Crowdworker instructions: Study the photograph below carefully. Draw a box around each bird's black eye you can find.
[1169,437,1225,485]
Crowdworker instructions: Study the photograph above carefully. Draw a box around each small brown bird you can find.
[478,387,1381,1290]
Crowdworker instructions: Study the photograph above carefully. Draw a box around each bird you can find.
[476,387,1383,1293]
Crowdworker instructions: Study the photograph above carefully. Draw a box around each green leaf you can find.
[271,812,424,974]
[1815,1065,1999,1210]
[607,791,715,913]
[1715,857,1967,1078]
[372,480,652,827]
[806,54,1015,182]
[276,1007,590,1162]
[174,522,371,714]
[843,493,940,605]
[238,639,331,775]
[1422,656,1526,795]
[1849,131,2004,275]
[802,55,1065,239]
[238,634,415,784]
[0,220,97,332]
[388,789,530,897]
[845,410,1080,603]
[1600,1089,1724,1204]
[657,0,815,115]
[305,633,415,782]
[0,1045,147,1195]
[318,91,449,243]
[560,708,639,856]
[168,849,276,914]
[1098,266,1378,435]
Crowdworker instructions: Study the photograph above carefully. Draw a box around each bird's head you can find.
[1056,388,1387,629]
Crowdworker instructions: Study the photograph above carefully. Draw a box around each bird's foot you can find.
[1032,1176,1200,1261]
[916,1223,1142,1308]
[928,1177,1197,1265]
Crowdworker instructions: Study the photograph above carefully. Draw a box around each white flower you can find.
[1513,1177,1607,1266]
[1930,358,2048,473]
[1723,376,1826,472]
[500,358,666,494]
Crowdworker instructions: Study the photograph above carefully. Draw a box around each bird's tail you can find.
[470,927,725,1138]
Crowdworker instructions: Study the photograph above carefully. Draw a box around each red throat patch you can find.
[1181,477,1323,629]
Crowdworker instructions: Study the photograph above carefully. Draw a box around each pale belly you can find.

____

▶ _EXERCISE INSTRUCTIONS_: Every record above is to be transcribed exactly.

▶ _THE COMPLETED TASK_:
Crowdworker instructions: Study the photograph below carefully. Draw a box around each bird's black eye you can find.
[1169,437,1225,485]
Crowdworker instructions: Study the photograph above carefully. Draw a box around each small brown bird you can find.
[478,387,1381,1290]
Crowdworker instructions: Study the photograph above carefully. Draw a box around each bird you can find.
[476,387,1383,1293]
Crowdworker instructions: Study the photograph above carefully. Draw a box around each green leaf you can find.
[271,812,424,974]
[1815,1065,1999,1210]
[607,791,715,913]
[1715,857,1967,1078]
[372,480,652,827]
[806,54,1015,182]
[276,1007,590,1162]
[174,522,371,714]
[843,493,940,605]
[238,639,331,775]
[1422,656,1526,795]
[1849,131,2004,275]
[802,55,1065,239]
[238,634,415,784]
[0,220,97,332]
[388,789,530,897]
[845,410,1080,603]
[1600,1089,1724,1204]
[657,0,815,115]
[305,633,415,782]
[0,1045,147,1195]
[318,91,449,243]
[560,708,639,856]
[168,849,276,914]
[1098,266,1378,435]
Crowdworker instructions: Study the photograph above carefully. Draw a box around each bird's head you can find.
[1056,388,1387,629]
Crowdworker instructions: Study the photograph above carefully. Draw a box around each bird's foot you can find.
[1032,1176,1200,1261]
[916,1223,1142,1308]
[928,1177,1197,1265]
Crowdworker instructions: Study the photograph above carefully. Draw a box around each white flower you can find.
[1513,1177,1607,1266]
[1930,358,2048,473]
[1723,376,1826,472]
[500,358,666,494]
Crowdworker instructions: Study the photograph above carefully. Draw a box around each bird's tail you can find.
[470,927,725,1138]
Crowdworker instructions: Study the photograph above carefully. Draw a box around each red throat patch you can find.
[1181,477,1323,629]
Crowdworker instructions: Study the photograph above carefully. Draw a box around each pale belly you can find.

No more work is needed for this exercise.